== Text to read

The Plan Administrator shall establish and set forth in each instrument that evidences an Option the time at which, or the installments in which, the Option shall vest and become exercisable, any of which provisions may be waived or modified by the Plan Administrator at any time.

The Plan Administrator, in its sole discretion, may adjust the vesting schedule of an Option held by a Participant who works less than “full-time” as that term is defined by the Plan Administrator or who takes a Company-approved leave of absence.

To the extent an Option has vested and become exercisable, the Option may be exercised in whole or from time to time in part by delivery to the Company of a written stock option exercise agreement or notice, in a form and in accordance with procedures established by the Plan Administrator, setting forth the number of shares with respect to which the Option is being exercised, the restrictions imposed on the shares purchased under such exercise agreement, if any, and such representations and agreements as may be required by the Plan Administrator, accompanied by payment in full as described in Article 7.5. An Option may be exercised only for whole shares and may not be exercised for less than a reasonable number of shares at any one time, as determined by the Plan Administrator.

7.5 Payment of Exercise Price

The exercise price for shares purchased under an Option shall be paid in full to the Company by the delivery of consideration equal to the product of the Option exercise price and the number of shares purchased. Such consideration must be paid before the Company will issue the shares being purchased and must be delivered in the form of a check or bank draft or other method of payment or some combination thereof as may be acceptable to the Plan Administrator for that purchase.

====
== Record list

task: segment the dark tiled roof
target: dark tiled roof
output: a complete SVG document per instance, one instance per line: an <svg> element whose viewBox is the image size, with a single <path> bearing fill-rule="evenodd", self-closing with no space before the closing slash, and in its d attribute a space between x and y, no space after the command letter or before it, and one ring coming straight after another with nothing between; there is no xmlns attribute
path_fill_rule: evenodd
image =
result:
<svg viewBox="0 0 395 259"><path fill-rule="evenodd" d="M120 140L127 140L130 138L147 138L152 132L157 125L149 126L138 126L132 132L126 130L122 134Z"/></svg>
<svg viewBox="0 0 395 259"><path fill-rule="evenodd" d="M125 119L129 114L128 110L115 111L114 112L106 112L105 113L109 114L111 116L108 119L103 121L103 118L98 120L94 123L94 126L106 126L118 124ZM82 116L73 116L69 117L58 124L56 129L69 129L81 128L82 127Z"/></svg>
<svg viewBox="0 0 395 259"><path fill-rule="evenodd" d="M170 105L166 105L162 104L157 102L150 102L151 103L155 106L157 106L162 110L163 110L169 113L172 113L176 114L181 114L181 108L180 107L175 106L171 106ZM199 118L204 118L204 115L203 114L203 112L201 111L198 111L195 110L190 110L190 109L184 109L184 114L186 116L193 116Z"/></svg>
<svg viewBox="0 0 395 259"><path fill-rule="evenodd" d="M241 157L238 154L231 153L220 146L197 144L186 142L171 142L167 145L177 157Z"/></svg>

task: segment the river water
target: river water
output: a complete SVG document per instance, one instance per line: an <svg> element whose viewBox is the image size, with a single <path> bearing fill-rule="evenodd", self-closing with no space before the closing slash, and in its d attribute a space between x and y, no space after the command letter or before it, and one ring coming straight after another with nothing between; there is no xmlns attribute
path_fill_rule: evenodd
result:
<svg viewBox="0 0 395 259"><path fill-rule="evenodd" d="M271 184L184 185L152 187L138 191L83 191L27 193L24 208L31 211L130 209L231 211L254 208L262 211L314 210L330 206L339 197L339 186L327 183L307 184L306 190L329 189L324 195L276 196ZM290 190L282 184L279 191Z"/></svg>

====

* [Exercise objective]: Copy out the whole stock option plan excerpt above word for word.

* [Task result]:
The Plan Administrator shall establish and set forth in each instrument that evidences an Option the time at which, or the installments in which, the Option shall vest and become exercisable, any of which provisions may be waived or modified by the Plan Administrator at any time.

The Plan Administrator, in its sole discretion, may adjust the vesting schedule of an Option held by a Participant who works less than “full-time” as that term is defined by the Plan Administrator or who takes a Company-approved leave of absence.

To the extent an Option has vested and become exercisable, the Option may be exercised in whole or from time to time in part by delivery to the Company of a written stock option exercise agreement or notice, in a form and in accordance with procedures established by the Plan Administrator, setting forth the number of shares with respect to which the Option is being exercised, the restrictions imposed on the shares purchased under such exercise agreement, if any, and such representations and agreements as may be required by the Plan Administrator, accompanied by payment in full as described in Article 7.5. An Option may be exercised only for whole shares and may not be exercised for less than a reasonable number of shares at any one time, as determined by the Plan Administrator.

7.5 Payment of Exercise Price

The exercise price for shares purchased under an Option shall be paid in full to the Company by the delivery of consideration equal to the product of the Option exercise price and the number of shares purchased. Such consideration must be paid before the Company will issue the shares being purchased and must be delivered in the form of a check or bank draft or other method of payment or some combination thereof as may be acceptable to the Plan Administrator for that purchase.